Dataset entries
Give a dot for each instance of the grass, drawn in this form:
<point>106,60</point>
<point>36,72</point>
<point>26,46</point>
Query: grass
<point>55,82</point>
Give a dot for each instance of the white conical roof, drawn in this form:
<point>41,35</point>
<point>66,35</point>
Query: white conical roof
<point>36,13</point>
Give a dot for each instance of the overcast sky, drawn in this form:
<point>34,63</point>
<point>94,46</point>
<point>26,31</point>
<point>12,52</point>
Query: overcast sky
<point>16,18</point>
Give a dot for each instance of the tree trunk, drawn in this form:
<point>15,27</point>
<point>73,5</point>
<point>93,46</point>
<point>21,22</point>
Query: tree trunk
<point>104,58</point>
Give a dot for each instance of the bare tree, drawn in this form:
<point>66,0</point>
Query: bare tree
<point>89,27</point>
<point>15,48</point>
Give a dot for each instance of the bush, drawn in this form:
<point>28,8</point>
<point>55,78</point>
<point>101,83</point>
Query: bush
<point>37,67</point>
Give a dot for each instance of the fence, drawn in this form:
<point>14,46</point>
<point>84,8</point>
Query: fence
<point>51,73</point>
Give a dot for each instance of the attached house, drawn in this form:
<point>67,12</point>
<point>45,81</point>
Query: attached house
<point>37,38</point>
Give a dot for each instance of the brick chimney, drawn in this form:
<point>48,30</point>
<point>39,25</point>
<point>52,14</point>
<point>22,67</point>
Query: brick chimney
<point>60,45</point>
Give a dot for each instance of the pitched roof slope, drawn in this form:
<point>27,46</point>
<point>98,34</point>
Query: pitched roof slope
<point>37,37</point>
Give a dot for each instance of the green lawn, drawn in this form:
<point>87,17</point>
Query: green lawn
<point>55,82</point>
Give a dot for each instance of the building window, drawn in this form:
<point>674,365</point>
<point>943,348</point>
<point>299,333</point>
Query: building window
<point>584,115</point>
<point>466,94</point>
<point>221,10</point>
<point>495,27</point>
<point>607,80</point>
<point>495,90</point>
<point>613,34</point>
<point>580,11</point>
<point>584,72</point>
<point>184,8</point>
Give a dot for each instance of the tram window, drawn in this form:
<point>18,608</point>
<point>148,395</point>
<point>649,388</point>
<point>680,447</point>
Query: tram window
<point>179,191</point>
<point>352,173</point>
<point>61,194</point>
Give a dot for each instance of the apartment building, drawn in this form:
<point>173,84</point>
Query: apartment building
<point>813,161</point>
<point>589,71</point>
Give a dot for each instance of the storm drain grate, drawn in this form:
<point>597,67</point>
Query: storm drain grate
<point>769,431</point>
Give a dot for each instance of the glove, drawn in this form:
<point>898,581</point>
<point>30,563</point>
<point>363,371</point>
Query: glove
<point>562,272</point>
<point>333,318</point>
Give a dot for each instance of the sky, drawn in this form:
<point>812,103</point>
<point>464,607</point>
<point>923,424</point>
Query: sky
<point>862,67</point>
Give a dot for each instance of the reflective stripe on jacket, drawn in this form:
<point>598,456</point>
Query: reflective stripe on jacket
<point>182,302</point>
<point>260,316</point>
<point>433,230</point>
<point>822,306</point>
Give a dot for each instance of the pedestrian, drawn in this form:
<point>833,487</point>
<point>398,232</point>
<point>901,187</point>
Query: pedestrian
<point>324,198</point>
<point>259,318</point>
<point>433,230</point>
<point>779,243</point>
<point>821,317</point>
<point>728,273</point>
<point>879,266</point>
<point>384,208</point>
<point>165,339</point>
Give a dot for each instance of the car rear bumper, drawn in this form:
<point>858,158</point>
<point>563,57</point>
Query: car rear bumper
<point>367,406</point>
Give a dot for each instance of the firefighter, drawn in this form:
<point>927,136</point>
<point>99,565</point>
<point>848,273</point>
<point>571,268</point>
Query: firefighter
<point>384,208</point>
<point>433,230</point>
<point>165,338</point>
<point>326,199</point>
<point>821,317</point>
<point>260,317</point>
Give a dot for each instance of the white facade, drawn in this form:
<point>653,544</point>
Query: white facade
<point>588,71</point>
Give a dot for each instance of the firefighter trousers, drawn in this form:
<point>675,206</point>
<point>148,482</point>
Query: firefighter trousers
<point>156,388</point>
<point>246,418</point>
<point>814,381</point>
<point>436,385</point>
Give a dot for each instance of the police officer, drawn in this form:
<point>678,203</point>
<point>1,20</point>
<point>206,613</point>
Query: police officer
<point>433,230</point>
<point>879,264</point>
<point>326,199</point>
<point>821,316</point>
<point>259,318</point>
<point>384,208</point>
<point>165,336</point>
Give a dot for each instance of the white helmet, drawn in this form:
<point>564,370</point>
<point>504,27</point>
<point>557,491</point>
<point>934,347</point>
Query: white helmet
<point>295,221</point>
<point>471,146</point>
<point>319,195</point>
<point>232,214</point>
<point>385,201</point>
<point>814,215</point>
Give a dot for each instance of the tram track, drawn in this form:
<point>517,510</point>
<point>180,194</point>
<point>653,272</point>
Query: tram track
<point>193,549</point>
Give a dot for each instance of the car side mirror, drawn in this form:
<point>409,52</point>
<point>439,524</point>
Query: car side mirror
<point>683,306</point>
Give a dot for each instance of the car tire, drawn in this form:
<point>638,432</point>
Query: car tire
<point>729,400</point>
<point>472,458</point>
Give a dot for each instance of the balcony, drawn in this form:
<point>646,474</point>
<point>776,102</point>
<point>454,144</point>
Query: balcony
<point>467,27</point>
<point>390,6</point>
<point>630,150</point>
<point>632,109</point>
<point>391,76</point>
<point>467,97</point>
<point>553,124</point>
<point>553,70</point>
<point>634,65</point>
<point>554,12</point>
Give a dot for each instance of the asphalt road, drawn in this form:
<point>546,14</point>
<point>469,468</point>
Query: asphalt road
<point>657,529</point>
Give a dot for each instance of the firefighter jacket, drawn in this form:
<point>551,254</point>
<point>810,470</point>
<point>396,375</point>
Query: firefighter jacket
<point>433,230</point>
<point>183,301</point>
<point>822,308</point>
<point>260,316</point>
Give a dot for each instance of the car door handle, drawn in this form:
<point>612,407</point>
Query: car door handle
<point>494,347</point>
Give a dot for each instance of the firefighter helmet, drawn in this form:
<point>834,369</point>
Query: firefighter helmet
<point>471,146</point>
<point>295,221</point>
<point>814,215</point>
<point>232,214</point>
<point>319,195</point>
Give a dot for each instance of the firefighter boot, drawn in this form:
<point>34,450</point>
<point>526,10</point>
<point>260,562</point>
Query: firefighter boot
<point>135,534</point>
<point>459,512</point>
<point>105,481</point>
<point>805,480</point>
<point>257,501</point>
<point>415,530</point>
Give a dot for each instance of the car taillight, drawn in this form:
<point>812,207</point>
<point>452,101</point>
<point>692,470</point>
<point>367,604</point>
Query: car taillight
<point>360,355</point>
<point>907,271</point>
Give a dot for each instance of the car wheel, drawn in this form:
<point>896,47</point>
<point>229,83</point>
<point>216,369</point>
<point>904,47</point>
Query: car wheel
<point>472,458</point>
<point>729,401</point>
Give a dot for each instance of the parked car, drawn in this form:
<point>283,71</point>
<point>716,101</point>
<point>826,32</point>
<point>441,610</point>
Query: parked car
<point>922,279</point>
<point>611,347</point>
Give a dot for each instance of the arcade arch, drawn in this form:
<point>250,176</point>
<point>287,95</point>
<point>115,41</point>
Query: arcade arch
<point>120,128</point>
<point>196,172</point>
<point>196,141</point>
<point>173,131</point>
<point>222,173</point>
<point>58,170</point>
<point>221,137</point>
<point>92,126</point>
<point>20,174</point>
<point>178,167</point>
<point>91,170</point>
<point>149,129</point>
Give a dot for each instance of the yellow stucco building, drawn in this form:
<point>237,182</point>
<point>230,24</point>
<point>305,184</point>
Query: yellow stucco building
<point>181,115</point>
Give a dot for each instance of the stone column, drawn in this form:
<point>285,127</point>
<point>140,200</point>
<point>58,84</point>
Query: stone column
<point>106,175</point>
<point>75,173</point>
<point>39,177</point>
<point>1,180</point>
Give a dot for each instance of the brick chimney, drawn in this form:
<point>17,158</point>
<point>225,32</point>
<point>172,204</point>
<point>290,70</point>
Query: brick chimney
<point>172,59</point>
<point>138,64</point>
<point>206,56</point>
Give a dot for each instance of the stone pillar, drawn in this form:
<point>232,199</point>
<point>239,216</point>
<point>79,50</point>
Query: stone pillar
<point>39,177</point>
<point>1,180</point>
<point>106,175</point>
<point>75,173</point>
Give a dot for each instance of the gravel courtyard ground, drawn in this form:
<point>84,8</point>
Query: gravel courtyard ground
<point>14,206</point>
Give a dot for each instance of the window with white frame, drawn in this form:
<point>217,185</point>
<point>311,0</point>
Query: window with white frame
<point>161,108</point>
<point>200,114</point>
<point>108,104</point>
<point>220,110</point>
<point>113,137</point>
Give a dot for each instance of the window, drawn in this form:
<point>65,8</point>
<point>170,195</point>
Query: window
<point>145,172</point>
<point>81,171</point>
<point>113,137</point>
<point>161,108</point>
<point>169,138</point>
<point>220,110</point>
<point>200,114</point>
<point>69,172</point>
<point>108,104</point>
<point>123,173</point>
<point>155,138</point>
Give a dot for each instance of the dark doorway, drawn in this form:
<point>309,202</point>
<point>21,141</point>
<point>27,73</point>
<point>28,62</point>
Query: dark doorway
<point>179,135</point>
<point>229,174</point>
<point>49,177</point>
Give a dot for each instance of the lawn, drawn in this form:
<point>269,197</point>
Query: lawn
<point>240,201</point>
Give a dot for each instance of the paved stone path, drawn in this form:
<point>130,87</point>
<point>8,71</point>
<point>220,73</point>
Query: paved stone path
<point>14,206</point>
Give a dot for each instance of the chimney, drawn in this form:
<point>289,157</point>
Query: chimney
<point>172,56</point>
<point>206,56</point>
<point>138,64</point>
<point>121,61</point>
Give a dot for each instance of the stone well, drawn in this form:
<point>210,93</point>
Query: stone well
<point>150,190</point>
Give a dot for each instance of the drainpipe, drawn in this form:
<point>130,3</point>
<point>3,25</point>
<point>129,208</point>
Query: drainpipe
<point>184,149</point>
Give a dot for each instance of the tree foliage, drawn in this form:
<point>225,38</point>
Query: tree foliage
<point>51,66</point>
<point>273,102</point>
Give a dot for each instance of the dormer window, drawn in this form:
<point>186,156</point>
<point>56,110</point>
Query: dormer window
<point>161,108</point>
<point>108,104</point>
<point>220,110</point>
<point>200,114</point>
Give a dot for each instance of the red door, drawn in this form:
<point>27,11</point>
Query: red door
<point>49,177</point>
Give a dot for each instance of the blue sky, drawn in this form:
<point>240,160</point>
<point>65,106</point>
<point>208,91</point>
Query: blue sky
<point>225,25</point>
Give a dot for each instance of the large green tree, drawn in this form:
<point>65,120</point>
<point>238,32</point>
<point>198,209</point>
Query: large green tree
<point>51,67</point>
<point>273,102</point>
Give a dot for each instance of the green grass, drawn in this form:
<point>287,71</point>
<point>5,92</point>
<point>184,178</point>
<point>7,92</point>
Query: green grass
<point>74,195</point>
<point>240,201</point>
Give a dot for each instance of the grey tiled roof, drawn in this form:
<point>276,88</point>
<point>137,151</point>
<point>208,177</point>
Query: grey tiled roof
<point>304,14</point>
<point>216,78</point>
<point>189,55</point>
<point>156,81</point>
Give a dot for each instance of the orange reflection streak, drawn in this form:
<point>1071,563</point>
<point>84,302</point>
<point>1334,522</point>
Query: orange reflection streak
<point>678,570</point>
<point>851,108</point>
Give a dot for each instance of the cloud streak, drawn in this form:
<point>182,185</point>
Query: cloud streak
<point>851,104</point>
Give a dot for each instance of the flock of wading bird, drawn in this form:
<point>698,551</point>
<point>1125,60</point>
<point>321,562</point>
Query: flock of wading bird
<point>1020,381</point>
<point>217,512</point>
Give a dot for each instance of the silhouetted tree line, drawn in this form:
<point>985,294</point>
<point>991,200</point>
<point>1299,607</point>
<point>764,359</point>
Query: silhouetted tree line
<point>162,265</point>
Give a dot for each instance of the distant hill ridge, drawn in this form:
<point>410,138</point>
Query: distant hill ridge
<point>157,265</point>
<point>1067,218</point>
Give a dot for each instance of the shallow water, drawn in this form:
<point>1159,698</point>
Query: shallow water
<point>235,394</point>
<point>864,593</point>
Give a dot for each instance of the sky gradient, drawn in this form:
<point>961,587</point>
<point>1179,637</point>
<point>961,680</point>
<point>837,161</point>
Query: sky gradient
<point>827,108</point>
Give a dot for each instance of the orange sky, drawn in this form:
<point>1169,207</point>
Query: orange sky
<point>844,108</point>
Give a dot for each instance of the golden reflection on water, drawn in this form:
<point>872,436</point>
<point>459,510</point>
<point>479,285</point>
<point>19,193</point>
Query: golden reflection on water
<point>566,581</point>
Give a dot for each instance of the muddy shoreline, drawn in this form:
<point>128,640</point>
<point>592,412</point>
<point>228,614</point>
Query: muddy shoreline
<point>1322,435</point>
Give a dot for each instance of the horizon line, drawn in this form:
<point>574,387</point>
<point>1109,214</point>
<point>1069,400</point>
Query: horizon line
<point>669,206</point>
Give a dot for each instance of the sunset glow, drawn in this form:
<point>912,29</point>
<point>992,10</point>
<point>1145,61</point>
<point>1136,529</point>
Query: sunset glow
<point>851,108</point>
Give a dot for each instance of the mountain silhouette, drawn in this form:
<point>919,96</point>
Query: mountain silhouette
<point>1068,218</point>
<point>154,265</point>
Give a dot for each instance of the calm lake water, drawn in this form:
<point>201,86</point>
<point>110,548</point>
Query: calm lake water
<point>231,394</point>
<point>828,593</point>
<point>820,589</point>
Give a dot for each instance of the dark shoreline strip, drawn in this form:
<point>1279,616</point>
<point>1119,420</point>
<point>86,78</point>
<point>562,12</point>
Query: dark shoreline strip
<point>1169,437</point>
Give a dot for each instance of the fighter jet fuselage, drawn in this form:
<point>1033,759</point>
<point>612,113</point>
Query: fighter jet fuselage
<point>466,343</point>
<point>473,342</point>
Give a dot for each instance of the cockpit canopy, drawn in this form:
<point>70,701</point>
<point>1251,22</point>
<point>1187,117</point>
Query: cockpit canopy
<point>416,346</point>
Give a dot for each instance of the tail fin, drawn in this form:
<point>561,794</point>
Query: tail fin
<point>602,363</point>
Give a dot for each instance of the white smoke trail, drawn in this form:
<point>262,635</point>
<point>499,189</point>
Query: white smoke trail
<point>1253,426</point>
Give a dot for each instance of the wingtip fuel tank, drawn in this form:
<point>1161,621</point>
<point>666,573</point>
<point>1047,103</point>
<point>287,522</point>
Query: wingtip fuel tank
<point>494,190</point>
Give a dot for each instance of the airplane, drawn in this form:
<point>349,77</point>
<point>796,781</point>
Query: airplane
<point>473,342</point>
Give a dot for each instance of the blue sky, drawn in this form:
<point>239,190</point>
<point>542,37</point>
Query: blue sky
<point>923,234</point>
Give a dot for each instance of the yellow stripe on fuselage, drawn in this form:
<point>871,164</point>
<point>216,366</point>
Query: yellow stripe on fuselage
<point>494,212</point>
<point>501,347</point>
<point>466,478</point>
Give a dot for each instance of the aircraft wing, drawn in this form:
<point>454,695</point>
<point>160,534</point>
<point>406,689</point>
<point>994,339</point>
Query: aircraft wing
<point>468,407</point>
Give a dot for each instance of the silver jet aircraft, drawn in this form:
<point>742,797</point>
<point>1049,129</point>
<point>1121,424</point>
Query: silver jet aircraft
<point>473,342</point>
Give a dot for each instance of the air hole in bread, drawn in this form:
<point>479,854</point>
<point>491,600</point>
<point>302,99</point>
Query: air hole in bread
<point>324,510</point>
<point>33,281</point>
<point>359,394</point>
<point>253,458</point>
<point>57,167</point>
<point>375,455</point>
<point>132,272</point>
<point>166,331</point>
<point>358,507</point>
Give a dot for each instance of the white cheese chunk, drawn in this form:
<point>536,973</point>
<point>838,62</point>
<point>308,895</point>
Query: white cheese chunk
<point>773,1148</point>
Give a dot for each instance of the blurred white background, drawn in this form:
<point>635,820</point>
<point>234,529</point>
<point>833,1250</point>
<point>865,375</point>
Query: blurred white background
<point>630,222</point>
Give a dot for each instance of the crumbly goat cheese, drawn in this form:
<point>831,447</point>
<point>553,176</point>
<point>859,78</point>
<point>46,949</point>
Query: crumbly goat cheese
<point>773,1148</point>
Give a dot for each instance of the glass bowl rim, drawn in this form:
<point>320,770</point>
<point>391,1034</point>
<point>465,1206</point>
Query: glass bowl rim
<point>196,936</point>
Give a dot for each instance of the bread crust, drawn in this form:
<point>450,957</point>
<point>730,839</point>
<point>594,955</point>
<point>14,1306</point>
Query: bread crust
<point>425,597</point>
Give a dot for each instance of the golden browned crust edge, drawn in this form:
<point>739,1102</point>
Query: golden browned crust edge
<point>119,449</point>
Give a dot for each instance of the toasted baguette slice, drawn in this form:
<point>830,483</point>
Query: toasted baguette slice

**ACTIVITY**
Only the lines above from the line containing "Give a dot for each instance of the air hole" through the line containing "<point>308,895</point>" should be retyped, exactly and with both ends included.

**SOLUTION FOR THIS TASK**
Give a dot for each instance of the air hole in bread, drawn in this form:
<point>479,854</point>
<point>491,600</point>
<point>302,99</point>
Query: air hole in bread
<point>324,510</point>
<point>33,281</point>
<point>359,394</point>
<point>253,458</point>
<point>57,167</point>
<point>375,455</point>
<point>132,272</point>
<point>166,331</point>
<point>358,507</point>
Give a dot for each instance of the white cheese chunk, drawn in this form:
<point>536,973</point>
<point>838,62</point>
<point>308,895</point>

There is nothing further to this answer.